(Saved entries)
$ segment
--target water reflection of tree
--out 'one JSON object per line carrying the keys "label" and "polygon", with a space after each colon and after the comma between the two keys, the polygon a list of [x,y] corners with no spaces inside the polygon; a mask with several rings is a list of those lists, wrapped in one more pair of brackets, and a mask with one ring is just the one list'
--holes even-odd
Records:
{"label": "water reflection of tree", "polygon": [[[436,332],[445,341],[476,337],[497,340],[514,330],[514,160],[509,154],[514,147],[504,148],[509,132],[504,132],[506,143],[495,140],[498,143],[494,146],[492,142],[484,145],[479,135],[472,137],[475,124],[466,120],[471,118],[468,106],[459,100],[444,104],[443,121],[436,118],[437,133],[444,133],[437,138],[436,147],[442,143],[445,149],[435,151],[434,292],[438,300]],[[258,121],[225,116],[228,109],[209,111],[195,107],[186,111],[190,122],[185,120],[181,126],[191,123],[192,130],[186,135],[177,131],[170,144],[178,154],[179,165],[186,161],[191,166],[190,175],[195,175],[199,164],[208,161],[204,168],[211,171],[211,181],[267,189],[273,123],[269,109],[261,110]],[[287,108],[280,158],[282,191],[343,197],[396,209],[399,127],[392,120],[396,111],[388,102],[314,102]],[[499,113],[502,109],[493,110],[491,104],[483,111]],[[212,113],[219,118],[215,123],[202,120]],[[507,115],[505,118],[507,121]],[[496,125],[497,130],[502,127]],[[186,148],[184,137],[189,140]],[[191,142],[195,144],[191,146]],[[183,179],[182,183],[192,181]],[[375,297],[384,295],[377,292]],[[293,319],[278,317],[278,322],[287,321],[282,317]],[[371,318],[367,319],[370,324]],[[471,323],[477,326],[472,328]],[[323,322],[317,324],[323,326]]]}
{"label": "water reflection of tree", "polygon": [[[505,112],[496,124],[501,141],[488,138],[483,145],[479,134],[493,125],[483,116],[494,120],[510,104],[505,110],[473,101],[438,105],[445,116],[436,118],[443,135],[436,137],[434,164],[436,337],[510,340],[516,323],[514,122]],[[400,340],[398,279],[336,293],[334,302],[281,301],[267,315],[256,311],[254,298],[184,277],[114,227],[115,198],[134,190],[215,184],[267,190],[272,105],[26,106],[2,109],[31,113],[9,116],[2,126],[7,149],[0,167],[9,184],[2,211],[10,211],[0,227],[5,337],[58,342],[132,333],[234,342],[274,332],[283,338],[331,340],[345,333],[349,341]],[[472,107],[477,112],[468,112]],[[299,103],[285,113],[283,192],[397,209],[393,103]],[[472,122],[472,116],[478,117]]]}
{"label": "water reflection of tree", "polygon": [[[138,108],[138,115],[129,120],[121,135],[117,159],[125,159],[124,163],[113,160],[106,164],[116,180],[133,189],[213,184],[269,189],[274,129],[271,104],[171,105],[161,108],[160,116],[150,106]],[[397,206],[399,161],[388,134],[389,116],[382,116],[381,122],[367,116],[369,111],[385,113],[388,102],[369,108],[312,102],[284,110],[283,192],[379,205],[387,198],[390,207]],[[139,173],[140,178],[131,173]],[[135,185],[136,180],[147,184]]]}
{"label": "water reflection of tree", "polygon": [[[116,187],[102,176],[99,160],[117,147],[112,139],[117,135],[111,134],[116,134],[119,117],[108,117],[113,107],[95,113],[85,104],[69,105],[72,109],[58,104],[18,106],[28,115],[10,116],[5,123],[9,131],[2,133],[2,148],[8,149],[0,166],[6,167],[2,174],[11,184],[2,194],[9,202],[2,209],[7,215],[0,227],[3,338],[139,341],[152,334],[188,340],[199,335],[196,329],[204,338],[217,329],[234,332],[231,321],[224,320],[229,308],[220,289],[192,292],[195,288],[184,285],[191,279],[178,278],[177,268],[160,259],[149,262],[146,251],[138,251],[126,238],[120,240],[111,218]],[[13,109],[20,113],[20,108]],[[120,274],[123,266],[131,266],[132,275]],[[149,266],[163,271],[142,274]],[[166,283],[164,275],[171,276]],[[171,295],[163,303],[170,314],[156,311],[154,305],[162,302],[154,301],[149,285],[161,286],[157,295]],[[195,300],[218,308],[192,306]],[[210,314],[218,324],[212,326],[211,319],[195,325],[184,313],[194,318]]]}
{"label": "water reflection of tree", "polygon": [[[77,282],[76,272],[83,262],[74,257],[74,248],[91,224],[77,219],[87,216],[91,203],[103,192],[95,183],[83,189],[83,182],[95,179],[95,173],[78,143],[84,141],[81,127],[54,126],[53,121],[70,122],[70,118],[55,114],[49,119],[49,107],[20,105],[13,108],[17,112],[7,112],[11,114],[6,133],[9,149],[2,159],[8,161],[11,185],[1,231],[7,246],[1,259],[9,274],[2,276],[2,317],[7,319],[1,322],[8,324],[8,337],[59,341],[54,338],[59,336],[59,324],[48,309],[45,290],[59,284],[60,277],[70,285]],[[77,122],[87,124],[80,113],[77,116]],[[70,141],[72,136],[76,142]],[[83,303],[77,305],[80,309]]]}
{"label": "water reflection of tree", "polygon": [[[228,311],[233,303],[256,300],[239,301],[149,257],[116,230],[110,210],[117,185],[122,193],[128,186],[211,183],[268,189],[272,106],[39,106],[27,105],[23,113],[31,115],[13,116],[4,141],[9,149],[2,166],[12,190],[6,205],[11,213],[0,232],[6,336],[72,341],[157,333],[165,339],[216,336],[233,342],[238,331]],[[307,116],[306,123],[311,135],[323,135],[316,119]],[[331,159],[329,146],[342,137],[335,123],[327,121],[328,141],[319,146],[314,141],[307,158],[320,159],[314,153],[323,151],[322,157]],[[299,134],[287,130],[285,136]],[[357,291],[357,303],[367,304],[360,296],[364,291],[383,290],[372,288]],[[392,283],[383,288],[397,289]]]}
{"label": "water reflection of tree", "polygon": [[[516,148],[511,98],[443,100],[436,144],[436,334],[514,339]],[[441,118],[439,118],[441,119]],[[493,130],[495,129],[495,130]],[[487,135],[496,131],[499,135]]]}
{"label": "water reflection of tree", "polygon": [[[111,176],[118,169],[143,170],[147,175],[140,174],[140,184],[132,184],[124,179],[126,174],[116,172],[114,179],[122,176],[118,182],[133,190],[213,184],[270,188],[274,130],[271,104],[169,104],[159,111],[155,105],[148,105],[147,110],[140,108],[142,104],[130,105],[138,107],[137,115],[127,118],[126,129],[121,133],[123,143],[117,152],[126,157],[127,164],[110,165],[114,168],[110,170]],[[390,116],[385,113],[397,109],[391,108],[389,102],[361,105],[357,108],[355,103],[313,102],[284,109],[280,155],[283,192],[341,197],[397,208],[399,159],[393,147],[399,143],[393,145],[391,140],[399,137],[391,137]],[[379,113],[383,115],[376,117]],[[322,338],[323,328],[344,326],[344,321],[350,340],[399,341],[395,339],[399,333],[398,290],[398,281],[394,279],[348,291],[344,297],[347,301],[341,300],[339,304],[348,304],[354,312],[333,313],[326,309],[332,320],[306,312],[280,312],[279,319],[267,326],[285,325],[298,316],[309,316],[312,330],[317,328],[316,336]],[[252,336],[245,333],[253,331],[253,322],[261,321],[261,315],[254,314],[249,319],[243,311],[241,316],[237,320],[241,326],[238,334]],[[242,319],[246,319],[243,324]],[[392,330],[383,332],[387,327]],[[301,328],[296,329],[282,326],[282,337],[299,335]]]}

What to work on: Copy out the range of lines above starting at the line with "--out 'one JSON" and ending at the line with "--holes even-odd", exactly and including both.

Solution:
--out 'one JSON object per line carrying the keys "label" and "polygon", with a space after each colon and after the comma between the two keys, the polygon a list of [x,y] corners with no spaces inside the polygon; a mask with several rings is a list of those lists, wrapped in one more pair of brackets, and a mask with one ring is just the one list'
--holes even-odd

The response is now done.